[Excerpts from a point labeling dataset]
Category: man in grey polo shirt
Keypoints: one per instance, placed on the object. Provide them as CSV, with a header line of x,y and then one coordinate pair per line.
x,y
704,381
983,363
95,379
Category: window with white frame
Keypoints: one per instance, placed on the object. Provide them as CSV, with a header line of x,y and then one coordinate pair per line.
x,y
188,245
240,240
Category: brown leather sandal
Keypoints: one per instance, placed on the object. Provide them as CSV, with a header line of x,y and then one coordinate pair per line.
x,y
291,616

Aim: Copy out all of the records above line for line, keeping every word and number the same.

Task result:
Category: man in grey polo shirt
Keypoints: one per instance, placed on the object. Provide them as CSV, with a header line of x,y and then one coordinate pair per line.
x,y
704,381
983,363
95,379
Category: window with white frame
Keypoints: one per instance, placed on the object. Provide them as CSV, with a header line of x,y and then one coordinate pair per line.
x,y
188,245
240,240
Category: brown leather sandal
Keypoints: one per instance, placed on the object. Provide them as CSV, with a header line of x,y and then one coordinate pair per line.
x,y
291,616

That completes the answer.